__TRECHO DO TEXTO__:

━━━━━━

Todas as tradições espirituais recomendam que não nos
preocupemos com o progresso. Conta-se aquela história de um discípulo a quem
foi dito que necessitaria dez anos para alcançar a autorrealização. Ele quis
saber se, trabalhando duro, poderia alcançar a meta em menos tempo. A resposta
foi que neste caso ele demoraria muito mais tempo, porque, enquanto há preocupação
em alcançar a meta, não é possível dar o melhor de si para a busca
espiritual.
A obra “Luz no Caminho” recomenda:
“Cresce como a flor. Ela cresce inconscientemente, porém
com uma forte ansiedade por abrir a sua alma para o ar. Assim também tu deves
fazer um esforço para ir adiante e abrir a tua alma em direção ao eterno.” [2]
No entanto, é recomendável praticar a auto-observação ao
final de cada dia, para tornar-nos conscientes dos nossos pontos fortes e das
nossas fraquezas, tomando uma decisão eficaz de não repetir os erros.
O desenvolvimento espiritual é um processo lento. Como bons
jardineiros, devemos preocupar-nos somente com a tarefa de nutrir bem a planta
da alma, sem forçar o seu crescimento. Ela pode não estar suficientemente forte
para produzir frutos quando nós queremos, mas algum dia ela produzirá. Basta para
que isso aconteça que não sejamos ansiosos e que a alimentemos corretamente.

━━━━━━

(Entradas de dados coletadas)
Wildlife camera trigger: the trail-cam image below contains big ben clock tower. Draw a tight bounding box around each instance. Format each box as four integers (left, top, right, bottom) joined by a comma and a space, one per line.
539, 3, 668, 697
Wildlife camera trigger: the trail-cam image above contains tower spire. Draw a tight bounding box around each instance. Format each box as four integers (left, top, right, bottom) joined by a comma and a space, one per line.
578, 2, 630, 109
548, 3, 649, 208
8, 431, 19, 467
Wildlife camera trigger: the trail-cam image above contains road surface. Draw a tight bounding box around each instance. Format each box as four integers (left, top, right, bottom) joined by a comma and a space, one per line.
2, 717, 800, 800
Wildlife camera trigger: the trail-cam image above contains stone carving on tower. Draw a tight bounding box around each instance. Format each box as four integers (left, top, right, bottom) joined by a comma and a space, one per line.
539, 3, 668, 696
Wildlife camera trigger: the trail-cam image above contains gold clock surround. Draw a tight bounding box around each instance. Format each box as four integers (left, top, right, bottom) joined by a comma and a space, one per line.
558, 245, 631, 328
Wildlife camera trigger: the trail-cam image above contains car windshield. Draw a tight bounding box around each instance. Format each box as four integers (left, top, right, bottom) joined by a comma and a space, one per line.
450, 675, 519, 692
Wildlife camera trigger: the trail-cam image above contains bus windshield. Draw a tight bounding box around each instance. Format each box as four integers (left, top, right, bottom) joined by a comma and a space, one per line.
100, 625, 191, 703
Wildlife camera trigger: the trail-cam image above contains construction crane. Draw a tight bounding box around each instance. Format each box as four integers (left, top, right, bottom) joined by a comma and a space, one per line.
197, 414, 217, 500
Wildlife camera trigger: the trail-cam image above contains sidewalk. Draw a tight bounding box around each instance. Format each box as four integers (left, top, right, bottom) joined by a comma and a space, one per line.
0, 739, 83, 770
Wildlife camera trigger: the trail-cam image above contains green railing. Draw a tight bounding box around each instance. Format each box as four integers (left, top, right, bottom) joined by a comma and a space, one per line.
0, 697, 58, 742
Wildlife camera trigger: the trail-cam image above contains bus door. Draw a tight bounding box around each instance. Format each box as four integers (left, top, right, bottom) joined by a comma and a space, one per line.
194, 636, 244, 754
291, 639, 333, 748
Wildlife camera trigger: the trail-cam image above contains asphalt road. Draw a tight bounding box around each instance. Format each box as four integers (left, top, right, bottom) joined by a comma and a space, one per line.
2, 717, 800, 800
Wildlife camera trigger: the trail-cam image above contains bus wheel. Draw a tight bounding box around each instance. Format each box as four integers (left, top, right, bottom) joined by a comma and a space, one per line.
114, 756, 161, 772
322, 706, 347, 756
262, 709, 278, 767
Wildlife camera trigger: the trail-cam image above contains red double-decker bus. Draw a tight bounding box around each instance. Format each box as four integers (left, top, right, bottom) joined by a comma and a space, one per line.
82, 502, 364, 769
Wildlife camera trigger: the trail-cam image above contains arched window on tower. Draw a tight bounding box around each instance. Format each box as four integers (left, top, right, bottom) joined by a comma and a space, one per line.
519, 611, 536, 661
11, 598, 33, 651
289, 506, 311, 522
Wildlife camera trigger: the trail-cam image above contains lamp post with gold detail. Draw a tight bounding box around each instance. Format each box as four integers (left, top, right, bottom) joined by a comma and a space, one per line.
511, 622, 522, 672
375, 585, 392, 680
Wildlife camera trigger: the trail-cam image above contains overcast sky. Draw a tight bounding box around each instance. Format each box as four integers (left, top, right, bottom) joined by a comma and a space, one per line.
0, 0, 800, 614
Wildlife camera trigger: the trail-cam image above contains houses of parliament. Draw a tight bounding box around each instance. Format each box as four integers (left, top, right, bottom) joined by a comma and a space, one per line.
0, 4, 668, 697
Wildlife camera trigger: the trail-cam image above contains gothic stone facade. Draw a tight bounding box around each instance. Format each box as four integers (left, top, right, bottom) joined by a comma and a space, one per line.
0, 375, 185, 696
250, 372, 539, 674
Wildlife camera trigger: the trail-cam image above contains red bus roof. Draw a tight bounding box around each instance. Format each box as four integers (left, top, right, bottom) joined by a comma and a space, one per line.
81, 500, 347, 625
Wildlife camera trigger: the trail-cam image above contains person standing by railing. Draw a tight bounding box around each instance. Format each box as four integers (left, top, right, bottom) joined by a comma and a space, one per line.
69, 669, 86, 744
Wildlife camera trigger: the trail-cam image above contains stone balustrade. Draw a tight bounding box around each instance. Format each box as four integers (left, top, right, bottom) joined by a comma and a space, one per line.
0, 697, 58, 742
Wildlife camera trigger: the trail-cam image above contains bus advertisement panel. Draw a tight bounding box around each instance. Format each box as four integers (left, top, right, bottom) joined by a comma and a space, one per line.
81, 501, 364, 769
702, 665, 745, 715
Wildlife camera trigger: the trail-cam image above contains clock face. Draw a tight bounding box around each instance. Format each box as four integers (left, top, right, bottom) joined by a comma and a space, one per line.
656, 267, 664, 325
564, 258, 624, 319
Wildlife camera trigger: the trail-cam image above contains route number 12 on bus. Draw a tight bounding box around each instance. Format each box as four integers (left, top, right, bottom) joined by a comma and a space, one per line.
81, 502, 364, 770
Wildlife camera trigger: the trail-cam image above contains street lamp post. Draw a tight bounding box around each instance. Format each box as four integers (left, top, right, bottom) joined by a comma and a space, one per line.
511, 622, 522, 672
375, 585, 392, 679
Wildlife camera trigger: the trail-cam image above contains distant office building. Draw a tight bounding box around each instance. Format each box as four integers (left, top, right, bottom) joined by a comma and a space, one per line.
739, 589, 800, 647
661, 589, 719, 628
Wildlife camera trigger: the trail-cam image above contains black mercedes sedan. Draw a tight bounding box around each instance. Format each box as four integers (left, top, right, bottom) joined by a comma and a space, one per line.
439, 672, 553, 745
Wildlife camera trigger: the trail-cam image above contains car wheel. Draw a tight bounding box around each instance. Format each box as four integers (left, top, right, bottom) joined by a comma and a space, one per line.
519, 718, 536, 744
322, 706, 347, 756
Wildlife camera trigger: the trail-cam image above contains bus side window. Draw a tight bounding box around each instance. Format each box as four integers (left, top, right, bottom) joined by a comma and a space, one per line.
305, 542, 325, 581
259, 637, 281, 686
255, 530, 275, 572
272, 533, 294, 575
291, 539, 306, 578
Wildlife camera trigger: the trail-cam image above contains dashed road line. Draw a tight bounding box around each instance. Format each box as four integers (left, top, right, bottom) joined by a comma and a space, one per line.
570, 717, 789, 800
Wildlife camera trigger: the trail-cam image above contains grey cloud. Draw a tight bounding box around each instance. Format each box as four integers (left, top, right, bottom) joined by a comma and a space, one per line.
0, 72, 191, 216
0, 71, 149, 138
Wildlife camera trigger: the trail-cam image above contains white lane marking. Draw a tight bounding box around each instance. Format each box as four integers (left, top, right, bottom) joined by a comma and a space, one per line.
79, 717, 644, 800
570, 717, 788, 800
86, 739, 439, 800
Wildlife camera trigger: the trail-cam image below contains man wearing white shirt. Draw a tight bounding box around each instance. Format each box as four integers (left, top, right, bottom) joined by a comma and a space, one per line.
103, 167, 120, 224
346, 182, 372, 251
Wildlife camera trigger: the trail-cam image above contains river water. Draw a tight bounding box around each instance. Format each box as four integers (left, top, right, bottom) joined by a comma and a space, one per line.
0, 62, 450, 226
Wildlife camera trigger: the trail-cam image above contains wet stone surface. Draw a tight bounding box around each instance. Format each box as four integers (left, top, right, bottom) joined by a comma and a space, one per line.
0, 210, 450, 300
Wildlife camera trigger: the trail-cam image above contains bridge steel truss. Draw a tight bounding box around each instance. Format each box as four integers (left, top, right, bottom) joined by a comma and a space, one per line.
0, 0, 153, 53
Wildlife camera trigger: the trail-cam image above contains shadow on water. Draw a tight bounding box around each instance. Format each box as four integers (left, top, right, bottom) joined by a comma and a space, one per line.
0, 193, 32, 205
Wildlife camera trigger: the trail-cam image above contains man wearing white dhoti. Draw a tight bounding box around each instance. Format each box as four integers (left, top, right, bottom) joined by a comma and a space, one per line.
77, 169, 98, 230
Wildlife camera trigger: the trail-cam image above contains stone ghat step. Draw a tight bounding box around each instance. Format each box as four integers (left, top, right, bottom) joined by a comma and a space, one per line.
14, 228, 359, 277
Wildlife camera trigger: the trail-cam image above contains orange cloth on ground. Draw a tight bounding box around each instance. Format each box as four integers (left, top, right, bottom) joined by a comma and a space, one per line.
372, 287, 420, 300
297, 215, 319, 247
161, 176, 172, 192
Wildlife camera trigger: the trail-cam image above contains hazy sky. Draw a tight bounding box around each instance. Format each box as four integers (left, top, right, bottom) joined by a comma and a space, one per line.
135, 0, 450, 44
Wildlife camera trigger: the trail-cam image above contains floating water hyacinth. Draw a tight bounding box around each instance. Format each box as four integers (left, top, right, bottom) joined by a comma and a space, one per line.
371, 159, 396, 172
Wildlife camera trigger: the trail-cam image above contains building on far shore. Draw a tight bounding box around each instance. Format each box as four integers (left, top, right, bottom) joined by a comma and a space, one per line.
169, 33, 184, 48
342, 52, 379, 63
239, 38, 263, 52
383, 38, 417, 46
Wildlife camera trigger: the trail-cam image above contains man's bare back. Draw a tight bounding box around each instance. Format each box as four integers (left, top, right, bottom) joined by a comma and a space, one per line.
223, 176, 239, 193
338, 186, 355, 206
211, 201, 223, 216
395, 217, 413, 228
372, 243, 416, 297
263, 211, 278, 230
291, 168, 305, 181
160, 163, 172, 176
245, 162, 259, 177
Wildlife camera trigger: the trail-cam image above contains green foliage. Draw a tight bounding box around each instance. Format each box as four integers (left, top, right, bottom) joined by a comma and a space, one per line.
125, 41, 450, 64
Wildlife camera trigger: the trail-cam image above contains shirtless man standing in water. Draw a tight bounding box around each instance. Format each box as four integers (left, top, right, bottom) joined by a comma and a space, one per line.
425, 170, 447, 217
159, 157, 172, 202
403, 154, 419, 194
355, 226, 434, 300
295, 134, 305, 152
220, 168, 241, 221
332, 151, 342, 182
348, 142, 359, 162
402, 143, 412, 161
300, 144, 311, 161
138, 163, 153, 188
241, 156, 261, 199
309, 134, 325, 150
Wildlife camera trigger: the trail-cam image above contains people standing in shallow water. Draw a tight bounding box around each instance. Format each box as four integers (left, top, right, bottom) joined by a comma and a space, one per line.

━━━━━━

__INSTRUÇÕES__:
1. Reproduza fielmente a passagem do texto sobre o progresso espiritual que vai de "Todas as tradições" até "repetir os erros.", inclusive.
2. Por favor, leve adiante o texto sobre o progresso espiritual a partir do ponto em que ele termina.

__RESPOSTAS POR TAREFA__:
1.
Todas as tradições espirituais recomendam que não nos
preocupemos com o progresso. Conta-se aquela história de um discípulo a quem
foi dito que necessitaria dez anos para alcançar a autorrealização. Ele quis
saber se, trabalhando duro, poderia alcançar a meta em menos tempo. A resposta
foi que neste caso ele demoraria muito mais tempo, porque, enquanto há preocupação
em alcançar a meta, não é possível dar o melhor de si para a busca
espiritual.
A obra “Luz no Caminho” recomenda:
“Cresce como a flor. Ela cresce inconscientemente, porém
com uma forte ansiedade por abrir a sua alma para o ar. Assim também tu deves
fazer um esforço para ir adiante e abrir a tua alma em direção ao eterno.” [2]
No entanto, é recomendável praticar a auto-observação ao
final de cada dia, para tornar-nos conscientes dos nossos pontos fortes e das
nossas fraquezas, tomando uma decisão eficaz de não repetir os erros.

2.
“Aprender significa estar contentes, ou melhor, resignados com nós mesmos e
nossas limitações, mesmo enquanto lutamos para ir além delas...... Não podemos viver todos nós imediatamente à
altura destes altos ideais, como alguns outros conseguem”, escreve William
Judge. [3]
Talvez durante um longo tempo não haja quaisquer sinais visíveis
do nosso progresso. Mas o importante nesta jornada não é o quanto nós progredimos. O importante é em que direção estamos
avançando. Há certos fatos que indicam se estamos mudando e crescendo, e se
estamos na direção certa. Certas experiências e intuições são comuns a todos os
aspirantes espirituais.
Pessoas diferentes têm modos diferentes de progredir.
Cada um abre para si mesmo um caminho único. O processo não ocorre como se
alguém avançasse por um caminho lamacento, deixando detrás de si pegadas
inconfundíveis que os outros podem seguir para alcançar a meta. H. P. Blavatsky
também disse:
“Não sigam a mim, nem meus passos, mas sigam o Caminho
que eu indico.”
Cada ser humano é único, e embora haja certas
experiências básicas pelas quais todos têm de passar, os passos exatos e o
ritmo de crescimento não são os mesmos. O Buddha diz que o caminho de uma
pessoa que alcançou a autorrealização “é tão difícil de determinar como o voo
dos pássaros pelo céu”.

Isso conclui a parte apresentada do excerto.